(Zitierter Textauszug)
□ □ □ □ □ □ □

Gewiss, neu ist der Ansatz nicht, den Regisseur Philipp Stölzl bei seiner Inszenierung des FLIEGENDEN HOLLÄNDERS gewählt hat, nämlich das Geschehen aus der Perspektive der Senta zu zeigen. Doch die Konsequenz und Intensität, mit welcher diese Intention umgesetzt wird, ist schlicht und ergreifend atemberaubend. Auf der Bühne des Basler Theaters entwickelt sich ein fesselndes, erschütterndes Psychodrama, das alle Zuschauerinnen und Zuschauer in seinen Bann zieht und die pausenlosen zwei einviertel Stunden wie in einem (Seelen-)Flug vergehen lässt. Senta bleibt innerlich das ewige Kind, das in seiner Traumwelt und seinen Tagträumen lebt und nicht erwachsen werden will, sich nicht vom sie umgebenden und bestimmenden Mief der biedermeierlichen Welt emanzipieren kann, ja von dieser Gesellschft gar erdrückt und seelisch zerstört wird. Kaum verwunderlich, dass diese Senta immer mehr einer Bette Davis in Robert Aldrichs Film „Whatever happend to Baby Jane“ gleicht. Sie altert zwar äusserlich, wird fett, apathisch, Alkoholikerin, im Innern möchte sie das kleine Mädchen bleiben, welches immer wieder auf der Bühne zu sehen ist und die Ballade des Holländers durchlebt. Erst als die betrunkenen Dorfbewohner höhnisch spottend ihr geliebtes Sagenbuch zerreissen, erwacht sie aus ihrer Apathie, wird zur rasenden Furie, erschlägt ihren trotteligen Gatten und haut sogar Erik, der immer treu zu ihr gehalten hat, immer wieder versucht hat, ihr die Augen zu öffnen, die Champagnerflasche über den Kopf im Versuch, ihre Traumwelt zu verteidigen oder gar wieder herzustellen.
Für all dies findet das Inszenierungsteam starke, überwältigende Bilder. In liebevollster Detailarbeit haben die Werkstätten eine riesige Bibliothek auf die Bühne gestellt, an der Rückwand befindet sich ein gigantisches Ölgemälde, welches sich immer wieder für tableaux vivants öffnet, in welchen Geschehnisse aus Sentas Traumwelt dargestellt werden. So gewinnt die schauerromantische Handlung Schlüssigkeit und Spannung.

□ □ □ □ □ □ □

(Aufgabe)
Führe die Besprechung der Basler Inszenierung des FLIEGENDEN HOLLÄNDERS im Anschluss an ihren letzten Satz fort. Die Datensätze haben hiermit nichts zu tun.

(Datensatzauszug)
□ □ □ □ □ □ □

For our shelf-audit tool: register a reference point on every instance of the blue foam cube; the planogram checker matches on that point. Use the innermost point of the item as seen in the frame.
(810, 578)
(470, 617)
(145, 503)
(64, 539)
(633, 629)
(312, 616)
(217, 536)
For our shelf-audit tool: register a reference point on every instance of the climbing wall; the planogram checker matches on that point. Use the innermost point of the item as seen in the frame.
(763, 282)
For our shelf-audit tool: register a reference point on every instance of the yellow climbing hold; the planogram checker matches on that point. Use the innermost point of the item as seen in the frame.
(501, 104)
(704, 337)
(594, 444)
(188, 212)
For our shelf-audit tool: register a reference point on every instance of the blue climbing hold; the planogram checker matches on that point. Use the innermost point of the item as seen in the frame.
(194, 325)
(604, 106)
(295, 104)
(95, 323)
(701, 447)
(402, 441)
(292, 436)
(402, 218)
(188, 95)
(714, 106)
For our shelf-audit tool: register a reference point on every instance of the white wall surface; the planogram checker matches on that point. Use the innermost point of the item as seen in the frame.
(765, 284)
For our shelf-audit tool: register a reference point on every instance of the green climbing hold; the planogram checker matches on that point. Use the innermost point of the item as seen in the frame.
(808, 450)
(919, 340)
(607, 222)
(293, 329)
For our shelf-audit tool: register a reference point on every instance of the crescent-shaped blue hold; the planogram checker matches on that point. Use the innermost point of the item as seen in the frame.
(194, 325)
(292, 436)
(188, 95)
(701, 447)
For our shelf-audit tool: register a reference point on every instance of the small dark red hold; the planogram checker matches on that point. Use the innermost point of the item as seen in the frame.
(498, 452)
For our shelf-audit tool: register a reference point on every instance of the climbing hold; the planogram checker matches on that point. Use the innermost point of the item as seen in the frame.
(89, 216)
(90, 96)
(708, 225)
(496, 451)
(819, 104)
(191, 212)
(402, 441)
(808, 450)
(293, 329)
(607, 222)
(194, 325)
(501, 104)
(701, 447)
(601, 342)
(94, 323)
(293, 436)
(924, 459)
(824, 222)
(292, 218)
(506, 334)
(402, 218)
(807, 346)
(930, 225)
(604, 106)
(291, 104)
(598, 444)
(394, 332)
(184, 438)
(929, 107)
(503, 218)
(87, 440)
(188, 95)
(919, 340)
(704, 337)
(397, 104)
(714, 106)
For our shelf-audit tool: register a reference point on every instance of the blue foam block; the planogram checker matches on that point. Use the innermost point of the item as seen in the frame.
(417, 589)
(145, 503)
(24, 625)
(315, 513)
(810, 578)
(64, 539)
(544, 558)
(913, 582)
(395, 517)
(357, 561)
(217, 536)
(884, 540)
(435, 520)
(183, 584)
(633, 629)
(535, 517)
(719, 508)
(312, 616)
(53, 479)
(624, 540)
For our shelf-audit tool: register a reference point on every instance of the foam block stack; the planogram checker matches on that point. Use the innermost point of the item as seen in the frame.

□ □ □ □ □ □ □

(Antwort)
Musikalisch ist der Abend dank herrlich prägnanten, durchschlagkräftigen Stimmen und einem fabelhaften Dirigat ein Ereignis. Friedemann Layer wählt zügige Tempi (überfordert aber die Sänger damit nicht), er schafft es, eine immense Spannung aufzubauen. Das Orchester folgt ihm vortrefflich, abgesehen von einigen Intonationstrübungen des Blechs, ausgerechnet in der delikaten Begleitung des grossen Duetts Senta-Holländer.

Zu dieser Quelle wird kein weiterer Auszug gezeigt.